§ **KUTIPAN TEKS**:
▼▼▼
Teori Perbandingan Sosial Dalam Psikologi Sosial
Definisi Perbandingan Sosial
Teori perbandingan sosial merupakan
proses saling mempengaruhi dan perilaku saling bersaing dalam interaksi sosial
yang ditimbulkan oleh adanya kebutuhan untuk menilai dirinya sendiri (self-evaluation)
dan kebutuhan ini dapat dipenuhi dengan membandingkan diri dan orang lain
(Festinger, 1954). Dua hal yang diperbandingkan dalam hubungan ini, yaitu
pendapat (opinion) dan kemampuan (ability).
Opini dan kepercayaan
individual, serta evaluasi mengenai kemampuannya merupakan determinan yang
penting terhadap perilaku yang akan ditampakkannya. Opini yang tepat dan
penilaian kemampuan yang akurat akan cenderung mengarah kepada kepuasan atau
perilaku yang mendapatkan reward, sementara keyakinan yang tidak tepat
atau penilaian kemampuan yang tidak akurat akan mengarah kepada konsekuensi
yang tidak menyenangkan (hukuman).
Festinger (1982) menyatakan bahwa karena
kemampuan direfleksikan kedalam performansi, manifestasinya akan menjadi tampak
jelas bervariasi. Sebagai contoh, seorang atlet angkat beban dapat melakukan
penilaian secara langsung dalam realitas objektif, tapi, dalam mengevaluasi
kemampuan sebagai seorang seniman abstrak, orang yang bersangkutan harus
berdasar pada opini orang lain (disebut dengan realiitas sosial).
Evaluasi
mengenai kemampuan pada kenyataanya merupakan opini mengenai kemampuan, namun,
pada awalnya penilaian lebih bergantung pada perbandingan performansi seseorang
terhadap orang lain dibandingkan dengan opini dari orang lain.
Keberadaan dari dorongan untuk
mengevaluasi opini dan kemampuan mengimplikasikan bahwa seseorang akan
berperilaku dalam cara yang dibentuk untuk memuaskan keinginannya, yaitu,
dengan cara yang dapat membantu orang tersebut mengevaluasi opini dan
kemampuannya secara akurat.
Dalam melakukan perbandingan sosial
terdapat beberapa syarat yakni, sebagai berikut.
1. Persamaan (similarity hipotesis),
artinya manusia melakukan perbandingan dengan orang-orang yang sama atas
dirinya atau yang sedikit lebih baik dan umumnya manusia tersebut berupaya
untuk menjadi lebih baik.
2. Dikaitkan dengan atribut (related
atribut hipotesis), artinya manusia melakukan perbandingan dengan melihat
usia, etnis, dan jenis kelamin yang sama.
3. Downward comperesion, artinya
manusia kadang membandingkan dirinya dengan orang yang lebih buruk darinya.
Umumnya ini dilakukan untuk mencari perasaan yang lebih baik atau mengabsahkan
diri sendiri (self validating). Disini muncul dalil bahwa manusia
terkadang tidak objektif dalam melakukan perbandingan sosial.
▲▲▲
Catatan penunjukan:
▼▼▼
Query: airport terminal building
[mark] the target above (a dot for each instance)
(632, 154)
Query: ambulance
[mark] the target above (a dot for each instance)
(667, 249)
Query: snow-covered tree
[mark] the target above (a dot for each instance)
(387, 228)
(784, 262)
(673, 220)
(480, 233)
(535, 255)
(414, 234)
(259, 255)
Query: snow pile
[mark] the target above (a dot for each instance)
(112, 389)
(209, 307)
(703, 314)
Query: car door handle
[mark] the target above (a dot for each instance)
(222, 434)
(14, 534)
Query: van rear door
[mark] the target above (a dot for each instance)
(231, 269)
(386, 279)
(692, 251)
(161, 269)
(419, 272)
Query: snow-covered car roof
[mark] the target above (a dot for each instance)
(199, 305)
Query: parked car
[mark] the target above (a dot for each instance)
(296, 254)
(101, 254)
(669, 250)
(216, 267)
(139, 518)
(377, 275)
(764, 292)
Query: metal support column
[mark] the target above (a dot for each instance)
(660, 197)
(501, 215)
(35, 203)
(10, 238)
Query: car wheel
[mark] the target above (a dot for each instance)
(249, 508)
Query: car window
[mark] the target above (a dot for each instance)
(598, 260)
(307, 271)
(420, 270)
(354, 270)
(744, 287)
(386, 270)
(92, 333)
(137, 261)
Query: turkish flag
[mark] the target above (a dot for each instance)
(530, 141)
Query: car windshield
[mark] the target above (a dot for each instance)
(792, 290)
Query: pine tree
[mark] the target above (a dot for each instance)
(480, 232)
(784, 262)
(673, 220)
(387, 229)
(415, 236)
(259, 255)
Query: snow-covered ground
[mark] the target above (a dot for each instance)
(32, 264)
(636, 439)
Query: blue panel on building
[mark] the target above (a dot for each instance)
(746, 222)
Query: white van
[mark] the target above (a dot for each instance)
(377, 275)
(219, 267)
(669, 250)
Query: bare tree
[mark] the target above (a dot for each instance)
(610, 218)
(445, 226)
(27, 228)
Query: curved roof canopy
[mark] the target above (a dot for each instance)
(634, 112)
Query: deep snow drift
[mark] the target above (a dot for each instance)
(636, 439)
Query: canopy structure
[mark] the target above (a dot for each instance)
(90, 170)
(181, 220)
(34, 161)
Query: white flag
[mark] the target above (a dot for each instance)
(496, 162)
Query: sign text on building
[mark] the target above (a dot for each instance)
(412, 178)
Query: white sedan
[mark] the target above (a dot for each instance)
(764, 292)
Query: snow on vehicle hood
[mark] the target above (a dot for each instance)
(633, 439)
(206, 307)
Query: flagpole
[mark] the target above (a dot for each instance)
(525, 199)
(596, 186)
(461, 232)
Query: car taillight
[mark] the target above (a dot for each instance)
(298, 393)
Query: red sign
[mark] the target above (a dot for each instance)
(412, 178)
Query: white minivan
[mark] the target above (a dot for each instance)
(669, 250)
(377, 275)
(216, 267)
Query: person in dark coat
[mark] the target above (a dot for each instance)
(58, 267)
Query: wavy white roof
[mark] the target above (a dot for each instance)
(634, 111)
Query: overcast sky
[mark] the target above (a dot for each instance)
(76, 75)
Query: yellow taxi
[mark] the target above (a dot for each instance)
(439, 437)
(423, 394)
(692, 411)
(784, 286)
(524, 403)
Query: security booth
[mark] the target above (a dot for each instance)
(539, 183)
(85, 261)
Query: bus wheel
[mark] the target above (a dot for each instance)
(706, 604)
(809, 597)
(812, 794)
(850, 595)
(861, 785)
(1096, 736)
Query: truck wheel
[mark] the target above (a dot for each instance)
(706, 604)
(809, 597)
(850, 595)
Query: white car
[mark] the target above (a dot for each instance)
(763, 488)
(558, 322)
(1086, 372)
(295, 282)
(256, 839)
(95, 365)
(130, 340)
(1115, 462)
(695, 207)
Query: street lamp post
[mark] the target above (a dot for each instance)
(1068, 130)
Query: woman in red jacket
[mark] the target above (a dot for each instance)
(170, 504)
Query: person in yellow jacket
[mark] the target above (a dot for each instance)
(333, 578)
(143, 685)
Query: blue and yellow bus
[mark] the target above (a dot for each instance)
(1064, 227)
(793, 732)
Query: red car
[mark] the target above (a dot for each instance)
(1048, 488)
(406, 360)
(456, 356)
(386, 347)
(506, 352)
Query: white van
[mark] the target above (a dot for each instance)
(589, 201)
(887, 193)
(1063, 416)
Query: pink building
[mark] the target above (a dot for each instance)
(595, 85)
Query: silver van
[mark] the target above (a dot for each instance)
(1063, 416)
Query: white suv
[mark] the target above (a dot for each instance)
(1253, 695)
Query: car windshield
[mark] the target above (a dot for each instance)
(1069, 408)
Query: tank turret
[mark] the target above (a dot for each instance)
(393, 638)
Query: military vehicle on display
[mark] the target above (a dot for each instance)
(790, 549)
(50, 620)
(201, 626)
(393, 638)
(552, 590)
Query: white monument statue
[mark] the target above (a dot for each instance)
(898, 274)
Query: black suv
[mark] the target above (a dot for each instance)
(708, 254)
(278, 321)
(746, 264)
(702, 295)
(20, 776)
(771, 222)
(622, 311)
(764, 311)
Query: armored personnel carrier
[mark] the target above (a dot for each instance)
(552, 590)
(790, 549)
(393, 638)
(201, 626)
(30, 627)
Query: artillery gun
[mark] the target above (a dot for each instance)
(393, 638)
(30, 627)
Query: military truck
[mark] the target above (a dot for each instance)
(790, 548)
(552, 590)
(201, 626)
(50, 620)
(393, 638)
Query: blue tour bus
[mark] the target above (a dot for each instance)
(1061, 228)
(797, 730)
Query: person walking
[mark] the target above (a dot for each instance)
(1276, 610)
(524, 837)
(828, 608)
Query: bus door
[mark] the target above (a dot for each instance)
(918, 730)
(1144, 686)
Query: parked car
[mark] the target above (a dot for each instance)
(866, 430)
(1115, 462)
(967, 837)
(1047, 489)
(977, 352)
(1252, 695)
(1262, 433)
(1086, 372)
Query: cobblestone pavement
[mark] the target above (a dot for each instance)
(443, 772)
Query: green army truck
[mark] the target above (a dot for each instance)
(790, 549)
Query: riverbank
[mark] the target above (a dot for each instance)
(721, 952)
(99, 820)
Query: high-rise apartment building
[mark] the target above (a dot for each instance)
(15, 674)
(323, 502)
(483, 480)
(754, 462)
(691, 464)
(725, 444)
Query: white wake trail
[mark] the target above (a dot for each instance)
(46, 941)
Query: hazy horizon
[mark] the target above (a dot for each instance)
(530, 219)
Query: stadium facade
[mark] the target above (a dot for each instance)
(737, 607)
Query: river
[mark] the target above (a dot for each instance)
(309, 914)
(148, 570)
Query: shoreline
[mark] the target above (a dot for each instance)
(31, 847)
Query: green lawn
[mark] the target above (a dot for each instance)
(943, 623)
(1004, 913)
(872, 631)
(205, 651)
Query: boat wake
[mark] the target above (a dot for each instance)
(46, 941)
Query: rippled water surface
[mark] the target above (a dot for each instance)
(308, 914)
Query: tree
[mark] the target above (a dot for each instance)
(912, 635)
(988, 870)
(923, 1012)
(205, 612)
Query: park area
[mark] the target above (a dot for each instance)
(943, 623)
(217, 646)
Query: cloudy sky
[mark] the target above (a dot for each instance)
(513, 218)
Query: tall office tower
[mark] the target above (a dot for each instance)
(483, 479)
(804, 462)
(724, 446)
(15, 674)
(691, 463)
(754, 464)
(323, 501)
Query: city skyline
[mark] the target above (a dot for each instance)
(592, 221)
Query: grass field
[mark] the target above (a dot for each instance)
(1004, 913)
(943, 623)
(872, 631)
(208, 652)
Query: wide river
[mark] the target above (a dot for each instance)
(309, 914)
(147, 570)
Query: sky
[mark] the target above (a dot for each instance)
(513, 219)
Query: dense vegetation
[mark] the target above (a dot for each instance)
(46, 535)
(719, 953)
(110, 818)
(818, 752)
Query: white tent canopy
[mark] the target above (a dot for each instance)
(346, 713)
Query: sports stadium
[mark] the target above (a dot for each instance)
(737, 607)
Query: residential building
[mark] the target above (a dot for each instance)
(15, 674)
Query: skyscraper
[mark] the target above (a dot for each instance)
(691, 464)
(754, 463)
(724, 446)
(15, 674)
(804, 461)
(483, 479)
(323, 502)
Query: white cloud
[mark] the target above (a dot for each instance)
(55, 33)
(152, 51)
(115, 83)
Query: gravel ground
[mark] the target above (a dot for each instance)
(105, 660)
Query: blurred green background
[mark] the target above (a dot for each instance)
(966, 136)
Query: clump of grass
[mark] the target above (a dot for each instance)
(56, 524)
▲▲▲
§ **PETUNJUK TUGAS**:
[A] Tolong ringkas paragraf dalam teks tentang perbandingan sosial yang diawali dengan "Opini dan kepercayaan individual" tanpa menghilangkan fakta-fakta utamanya.
[B] Ambil bagian teks tentang perbandingan sosial tanpa mengubah satu kata pun, mulai dari "dan kebutuhan ini" dan berakhir pada "tidak menyenangkan (hukuman).".
[C] Lanjutkan teks tentang teori perbandingan sosial mulai dari bagian terakhirnya.
Catatan ini merupakan bahan tersendiri yang terpisah dari teks.

§ **JAWABAN**:
[A] Opini, kepercayaan, dan penilaian seseorang atas kemampuannya sangat menentukan perilaku yang ia tampilkan. Opini yang tepat dan penilaian kemampuan yang akurat cenderung menghasilkan kepuasan atau perilaku yang mendapat reward. Sebaliknya, keyakinan yang tidak tepat atau penilaian kemampuan yang tidak akurat mengarah pada konsekuensi yang tidak menyenangkan (hukuman).

[B]
dan kebutuhan ini dapat dipenuhi dengan membandingkan diri dan orang lain
(Festinger, 1954). Dua hal yang diperbandingkan dalam hubungan ini, yaitu
pendapat (opinion) dan kemampuan (ability).
Opini dan kepercayaan
individual, serta evaluasi mengenai kemampuannya merupakan determinan yang
penting terhadap perilaku yang akan ditampakkannya. Opini yang tepat dan
penilaian kemampuan yang akurat akan cenderung mengarah kepada kepuasan atau
perilaku yang mendapatkan reward, sementara keyakinan yang tidak tepat
atau penilaian kemampuan yang tidak akurat akan mengarah kepada konsekuensi
yang tidak menyenangkan (hukuman).

[C]
Teori perbandingan sosial pertama kali
dirumuskan oleh Festinger pada tahun 1950. Festinger
mengatakan jika perbandingan sosial adalah suatu proses saling mempengaruhi dan
juga merupakan perilaku yang bersaing dalam kaitannya dengan interaksi sosial
yang disebabkan karena adanya kebutuhan untuk menilai diri sendiri.
Adapun tujuan
yang paling utama dari perbandingan sosial ini adalah untuk mendapatkan
informasi mengenai self atau diri.
Walaupun proses perbandingan untuk kedua
hal tersebut sama, namun ada juga perbedaan penting yang perlu diperhatikan.
Pertama, dalam perbandingan kemampuan terdapat dorongan searah menuju keadaan
yang lebih baik atau kemampuan yang lebih tinggi yang tidak terdapat dalam
perbandingan antar pendapat.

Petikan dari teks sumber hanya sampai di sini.